- [DATA LISTING]
== Segment start ==

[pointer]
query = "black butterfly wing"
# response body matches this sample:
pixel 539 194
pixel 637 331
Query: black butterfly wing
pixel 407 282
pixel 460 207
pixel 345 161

== Segment end ==

- [WORK TO COMPLETE]
Go through the records and repeat each one exactly as written.

- [ANSWER AREA]
[pointer]
query = "black butterfly wing"
# response body matches this sample:
pixel 539 194
pixel 637 331
Query: black butterfly wing
pixel 407 282
pixel 460 207
pixel 345 161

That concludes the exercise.